# DIRECTIONS FOR THIS TASK
Restate exactly, and only, the lines from the one containing "of the chrome" through the end of the entries, keeping both endpoints.

DATASET ENTRIES Block Start

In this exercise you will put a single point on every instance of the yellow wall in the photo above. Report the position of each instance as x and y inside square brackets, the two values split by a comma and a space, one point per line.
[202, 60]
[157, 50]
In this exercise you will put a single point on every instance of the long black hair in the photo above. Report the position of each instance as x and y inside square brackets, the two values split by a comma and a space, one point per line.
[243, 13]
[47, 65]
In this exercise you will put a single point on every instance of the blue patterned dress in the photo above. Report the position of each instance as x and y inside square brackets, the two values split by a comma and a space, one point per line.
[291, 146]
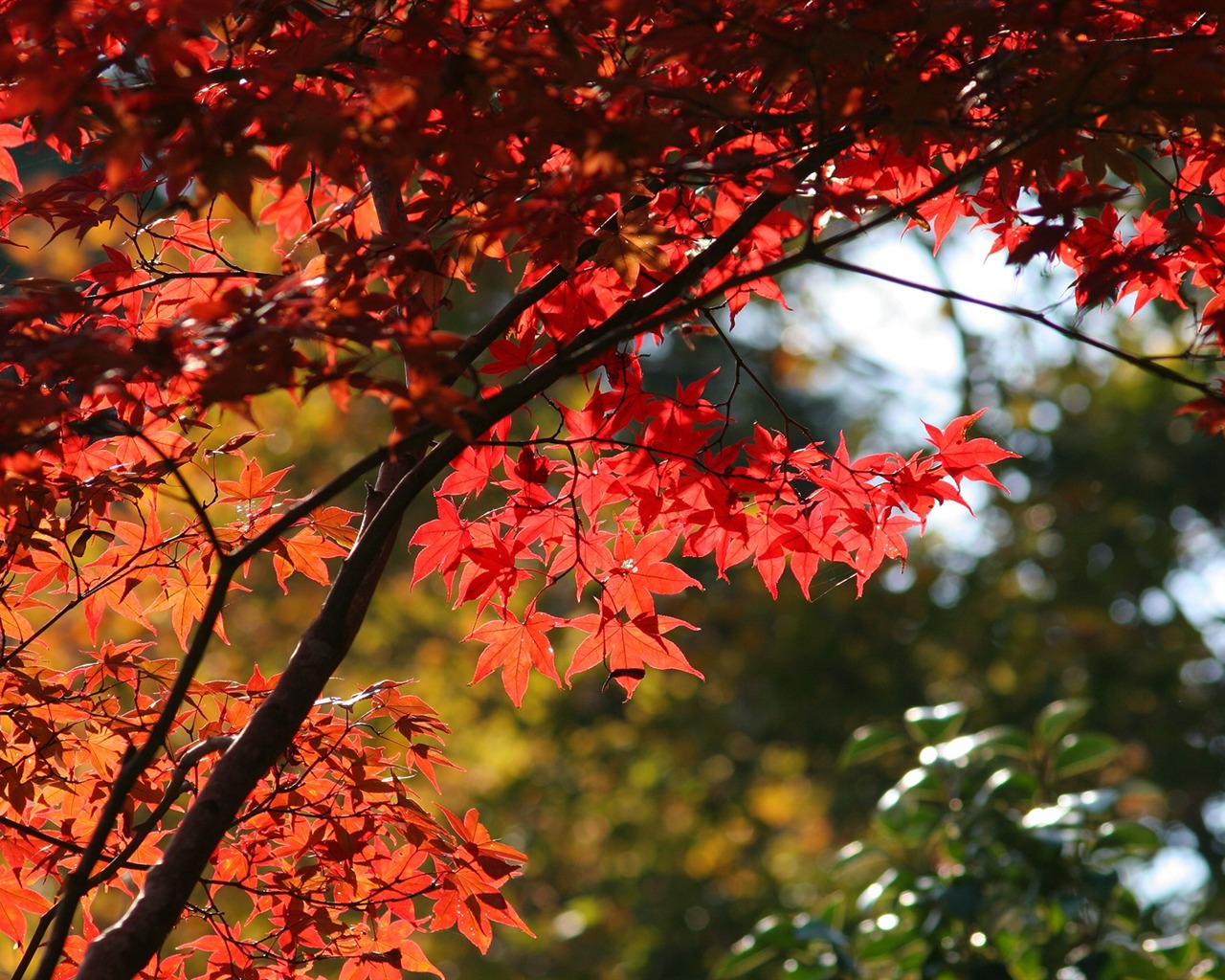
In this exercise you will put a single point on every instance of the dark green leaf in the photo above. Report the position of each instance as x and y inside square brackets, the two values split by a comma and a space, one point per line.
[936, 723]
[1057, 721]
[1083, 753]
[869, 743]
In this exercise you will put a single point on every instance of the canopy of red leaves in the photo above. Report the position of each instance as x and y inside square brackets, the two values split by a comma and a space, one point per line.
[644, 169]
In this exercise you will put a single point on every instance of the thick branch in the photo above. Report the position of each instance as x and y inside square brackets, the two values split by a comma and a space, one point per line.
[123, 948]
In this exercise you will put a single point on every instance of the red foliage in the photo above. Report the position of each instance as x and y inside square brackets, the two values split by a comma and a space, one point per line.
[643, 166]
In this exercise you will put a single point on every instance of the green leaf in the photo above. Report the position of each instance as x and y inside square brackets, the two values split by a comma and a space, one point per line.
[869, 743]
[1083, 753]
[936, 723]
[1058, 718]
[919, 784]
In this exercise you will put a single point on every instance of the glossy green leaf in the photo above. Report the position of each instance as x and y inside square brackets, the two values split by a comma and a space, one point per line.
[1083, 753]
[1058, 718]
[869, 743]
[936, 723]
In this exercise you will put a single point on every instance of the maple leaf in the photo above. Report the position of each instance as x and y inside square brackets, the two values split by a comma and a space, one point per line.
[631, 248]
[15, 902]
[516, 647]
[626, 647]
[962, 459]
[641, 572]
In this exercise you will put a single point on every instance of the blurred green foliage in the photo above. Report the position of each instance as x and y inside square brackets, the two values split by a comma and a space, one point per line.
[1000, 857]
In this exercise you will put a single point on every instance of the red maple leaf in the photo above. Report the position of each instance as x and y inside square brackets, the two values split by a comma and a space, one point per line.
[516, 647]
[626, 647]
[962, 459]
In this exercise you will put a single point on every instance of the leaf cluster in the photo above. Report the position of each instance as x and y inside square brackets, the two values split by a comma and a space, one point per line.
[1001, 856]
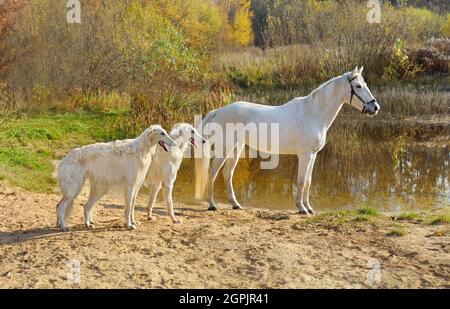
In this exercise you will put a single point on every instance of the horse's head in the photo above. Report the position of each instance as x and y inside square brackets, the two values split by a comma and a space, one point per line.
[360, 96]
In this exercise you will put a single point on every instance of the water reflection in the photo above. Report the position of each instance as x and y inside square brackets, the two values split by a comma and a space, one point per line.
[390, 176]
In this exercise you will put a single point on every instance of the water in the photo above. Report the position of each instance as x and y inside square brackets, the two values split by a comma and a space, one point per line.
[398, 175]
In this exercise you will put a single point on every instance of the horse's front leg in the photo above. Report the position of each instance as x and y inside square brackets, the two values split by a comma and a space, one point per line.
[308, 185]
[303, 163]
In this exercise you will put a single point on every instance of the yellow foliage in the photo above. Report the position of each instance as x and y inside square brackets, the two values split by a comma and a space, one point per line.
[236, 28]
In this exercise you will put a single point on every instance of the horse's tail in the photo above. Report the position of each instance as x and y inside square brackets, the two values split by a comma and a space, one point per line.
[202, 162]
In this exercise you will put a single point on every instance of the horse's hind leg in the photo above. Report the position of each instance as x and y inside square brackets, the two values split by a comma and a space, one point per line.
[215, 168]
[228, 171]
[95, 194]
[303, 163]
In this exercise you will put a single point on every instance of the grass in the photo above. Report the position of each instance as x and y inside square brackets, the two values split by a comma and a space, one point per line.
[407, 216]
[367, 211]
[29, 145]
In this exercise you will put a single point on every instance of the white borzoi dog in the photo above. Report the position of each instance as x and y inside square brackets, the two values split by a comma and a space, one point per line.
[164, 168]
[122, 164]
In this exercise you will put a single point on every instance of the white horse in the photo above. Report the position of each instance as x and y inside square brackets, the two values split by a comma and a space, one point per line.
[164, 167]
[303, 125]
[121, 164]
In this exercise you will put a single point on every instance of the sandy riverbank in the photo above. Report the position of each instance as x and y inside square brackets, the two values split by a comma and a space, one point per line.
[252, 248]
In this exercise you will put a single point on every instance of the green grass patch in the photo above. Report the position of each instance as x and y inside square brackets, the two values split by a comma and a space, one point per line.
[442, 219]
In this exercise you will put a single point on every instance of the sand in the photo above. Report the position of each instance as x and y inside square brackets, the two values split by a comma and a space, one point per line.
[250, 248]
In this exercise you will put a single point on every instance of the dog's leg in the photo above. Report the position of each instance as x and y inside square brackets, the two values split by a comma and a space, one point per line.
[169, 202]
[228, 171]
[154, 189]
[133, 220]
[65, 203]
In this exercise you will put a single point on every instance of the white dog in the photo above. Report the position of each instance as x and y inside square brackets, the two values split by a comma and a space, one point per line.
[165, 165]
[121, 164]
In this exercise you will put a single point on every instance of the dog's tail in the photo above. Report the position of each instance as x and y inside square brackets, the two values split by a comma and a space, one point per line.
[202, 161]
[71, 177]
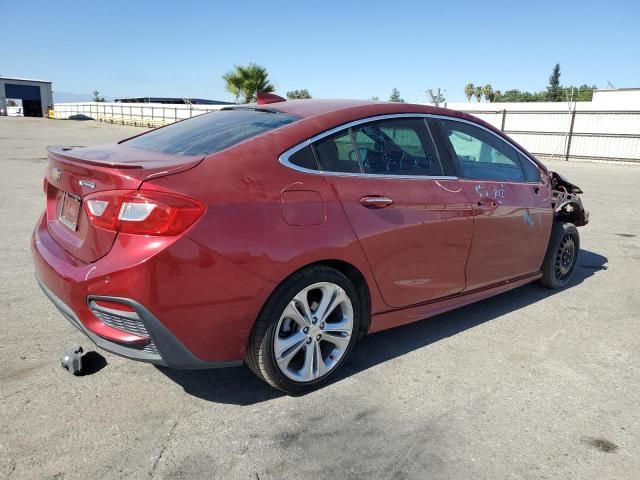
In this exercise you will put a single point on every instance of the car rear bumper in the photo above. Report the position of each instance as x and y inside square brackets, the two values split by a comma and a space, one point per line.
[203, 305]
[166, 350]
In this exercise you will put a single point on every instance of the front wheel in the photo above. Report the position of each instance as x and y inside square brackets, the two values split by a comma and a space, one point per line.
[562, 256]
[305, 331]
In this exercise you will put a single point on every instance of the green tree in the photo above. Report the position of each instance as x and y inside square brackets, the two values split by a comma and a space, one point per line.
[554, 93]
[395, 96]
[469, 91]
[299, 94]
[244, 82]
[477, 91]
[487, 91]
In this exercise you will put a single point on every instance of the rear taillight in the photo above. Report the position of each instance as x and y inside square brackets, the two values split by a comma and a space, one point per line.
[142, 212]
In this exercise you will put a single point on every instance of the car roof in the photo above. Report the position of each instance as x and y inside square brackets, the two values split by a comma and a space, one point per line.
[315, 107]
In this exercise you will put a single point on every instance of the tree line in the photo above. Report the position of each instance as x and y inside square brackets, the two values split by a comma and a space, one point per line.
[553, 93]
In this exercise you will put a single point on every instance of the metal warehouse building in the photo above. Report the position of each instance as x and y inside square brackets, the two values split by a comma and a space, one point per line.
[36, 95]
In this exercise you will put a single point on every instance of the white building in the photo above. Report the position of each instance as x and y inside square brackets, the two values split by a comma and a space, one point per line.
[34, 95]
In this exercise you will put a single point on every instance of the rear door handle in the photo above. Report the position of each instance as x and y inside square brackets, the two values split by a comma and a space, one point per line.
[487, 203]
[376, 201]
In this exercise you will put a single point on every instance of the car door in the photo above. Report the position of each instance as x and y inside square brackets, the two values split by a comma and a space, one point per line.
[412, 217]
[512, 213]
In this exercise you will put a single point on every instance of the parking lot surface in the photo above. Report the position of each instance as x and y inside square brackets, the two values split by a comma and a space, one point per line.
[531, 384]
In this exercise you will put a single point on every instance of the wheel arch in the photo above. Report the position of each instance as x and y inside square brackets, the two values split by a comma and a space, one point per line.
[358, 280]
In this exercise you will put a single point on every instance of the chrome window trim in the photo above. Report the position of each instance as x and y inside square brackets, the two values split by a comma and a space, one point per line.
[284, 157]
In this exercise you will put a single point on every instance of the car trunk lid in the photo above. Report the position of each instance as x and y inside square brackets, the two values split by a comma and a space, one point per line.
[75, 172]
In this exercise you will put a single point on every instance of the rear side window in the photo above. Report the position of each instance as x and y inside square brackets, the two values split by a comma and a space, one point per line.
[531, 171]
[396, 147]
[336, 153]
[481, 155]
[304, 158]
[211, 132]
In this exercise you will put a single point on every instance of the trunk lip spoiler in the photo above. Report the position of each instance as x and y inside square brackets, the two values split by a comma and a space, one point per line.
[59, 153]
[155, 161]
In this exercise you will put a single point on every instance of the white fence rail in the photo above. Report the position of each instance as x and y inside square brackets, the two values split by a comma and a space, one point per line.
[579, 135]
[139, 114]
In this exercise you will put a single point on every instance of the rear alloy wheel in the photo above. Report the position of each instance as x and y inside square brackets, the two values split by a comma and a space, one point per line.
[305, 331]
[562, 256]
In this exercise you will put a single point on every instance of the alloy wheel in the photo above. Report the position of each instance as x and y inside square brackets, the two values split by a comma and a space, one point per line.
[313, 332]
[565, 257]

DATASET ENTRIES Block End

# REPLY TO THE EXERCISE
In this exercise you will put a single point on every instance of the chrome window trim in the photo above. Report the position of each instance as x and y inside square brackets, the two values split by a comma and a space, one point per line.
[284, 157]
In this exercise you will put a single point on every instance of the car trunk lid in the photo above. Report the position of each instance as x and y inside square brackets, the two values split by a comma and a space, one point per line.
[75, 172]
In this exercise you will put a single point on every instance of the rear side window in the photo above. Report the position of each instance as x and y inside square brackets, the two values split by a comma and a space, one point per line.
[531, 171]
[396, 147]
[336, 153]
[481, 155]
[304, 158]
[211, 132]
In this exercise you will put a single point on every instance of the trunk lip spoiler in the photo above. Report the position of each instance as x and y inside square brackets, the two values split by a comma and a space, one point per line.
[59, 153]
[155, 161]
In this exercise you will put a single point on every instance of the white fence rail in the photo above. Report the position of each instance as x and y inside square brackets, the two values split by a comma and a space, one point per line.
[579, 135]
[139, 114]
In this exercise you will put a single point on every instance of the rear alloy wheel in the photo above. Report the position of each instance as x and y inside square brackets, the two values split by a comma and a space, one point per line.
[305, 331]
[562, 256]
In this exercise you will put a single point on every instance of the alloy wheel in the photo above. Report the position of each instance as x and y inside square brackets, the two values split by a comma and a space, one point per line.
[313, 332]
[565, 257]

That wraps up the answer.